==== Provided data
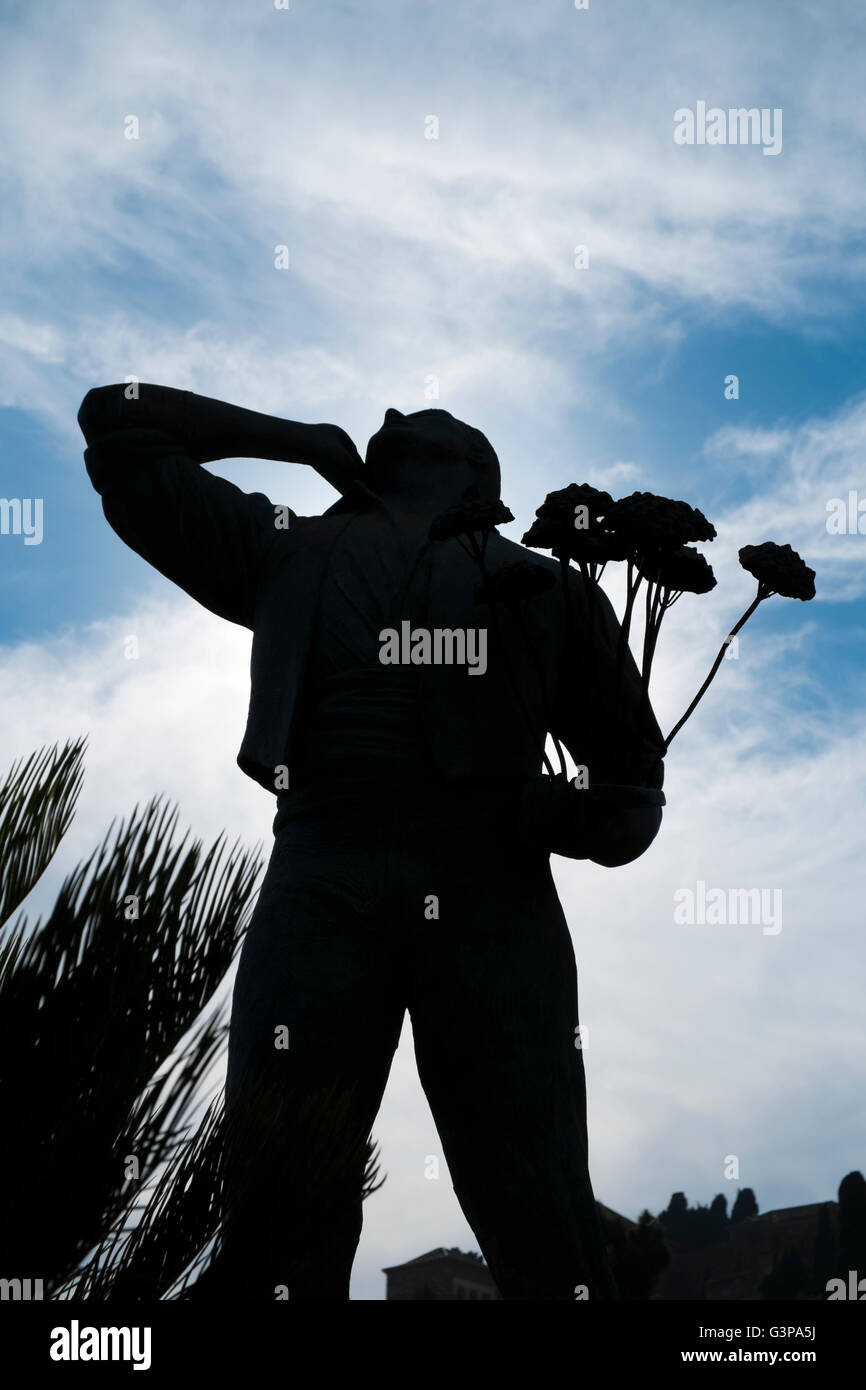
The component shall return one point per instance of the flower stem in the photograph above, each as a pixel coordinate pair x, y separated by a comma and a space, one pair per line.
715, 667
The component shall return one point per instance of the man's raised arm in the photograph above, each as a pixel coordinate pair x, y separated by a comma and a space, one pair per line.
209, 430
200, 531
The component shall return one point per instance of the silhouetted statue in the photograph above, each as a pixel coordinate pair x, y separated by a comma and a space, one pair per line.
========
==== Provided data
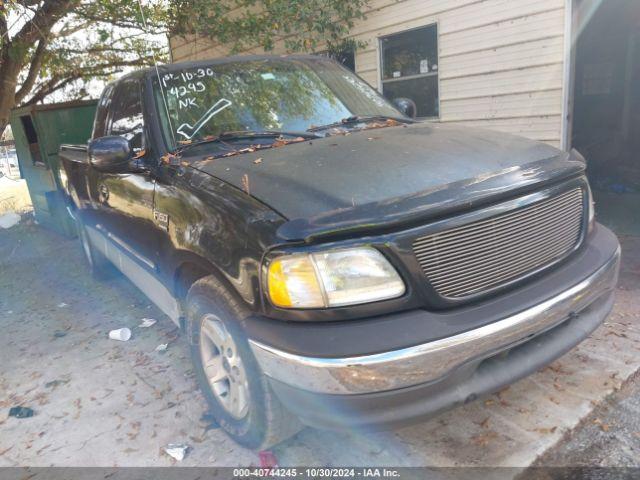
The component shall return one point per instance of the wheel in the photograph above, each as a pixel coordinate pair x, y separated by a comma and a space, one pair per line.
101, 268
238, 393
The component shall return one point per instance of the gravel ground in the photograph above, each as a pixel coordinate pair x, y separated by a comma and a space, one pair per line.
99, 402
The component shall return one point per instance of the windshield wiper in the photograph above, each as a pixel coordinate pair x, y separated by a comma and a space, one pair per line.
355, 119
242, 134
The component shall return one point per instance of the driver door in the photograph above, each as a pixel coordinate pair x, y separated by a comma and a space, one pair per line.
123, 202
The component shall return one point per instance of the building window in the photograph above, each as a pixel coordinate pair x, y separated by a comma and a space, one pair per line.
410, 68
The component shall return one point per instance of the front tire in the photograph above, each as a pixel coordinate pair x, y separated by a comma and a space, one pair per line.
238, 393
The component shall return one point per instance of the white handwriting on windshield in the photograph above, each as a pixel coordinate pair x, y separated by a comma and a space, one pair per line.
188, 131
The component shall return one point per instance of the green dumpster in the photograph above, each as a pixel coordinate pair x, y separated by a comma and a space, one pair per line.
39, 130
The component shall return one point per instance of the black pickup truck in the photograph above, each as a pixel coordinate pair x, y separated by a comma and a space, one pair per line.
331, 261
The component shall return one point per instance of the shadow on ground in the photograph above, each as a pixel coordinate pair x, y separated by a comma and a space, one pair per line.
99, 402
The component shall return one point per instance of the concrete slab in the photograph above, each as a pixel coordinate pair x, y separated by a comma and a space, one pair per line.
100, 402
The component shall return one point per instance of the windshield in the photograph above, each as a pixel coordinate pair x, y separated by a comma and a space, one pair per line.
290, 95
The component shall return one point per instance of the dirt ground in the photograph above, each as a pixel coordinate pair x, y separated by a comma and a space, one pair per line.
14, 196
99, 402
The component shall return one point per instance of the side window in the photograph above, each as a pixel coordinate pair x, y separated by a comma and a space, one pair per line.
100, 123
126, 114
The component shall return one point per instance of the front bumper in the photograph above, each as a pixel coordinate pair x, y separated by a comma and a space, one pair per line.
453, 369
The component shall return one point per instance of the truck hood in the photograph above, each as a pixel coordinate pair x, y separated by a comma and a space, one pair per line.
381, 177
========
Select and copy out every line of the rows above that contains the string "front". Case counts, so a match must have the same capitalization.

The component shall return one point per instance of the front tire in the photograph above, each as a pixel coordinate pair x, y separated by a comma and a space, one pair per line.
The component shall return one point per instance of the front bumper in the photograph above, each as a pixel coordinate pair x, y separated by a comma and a space, one pair per line.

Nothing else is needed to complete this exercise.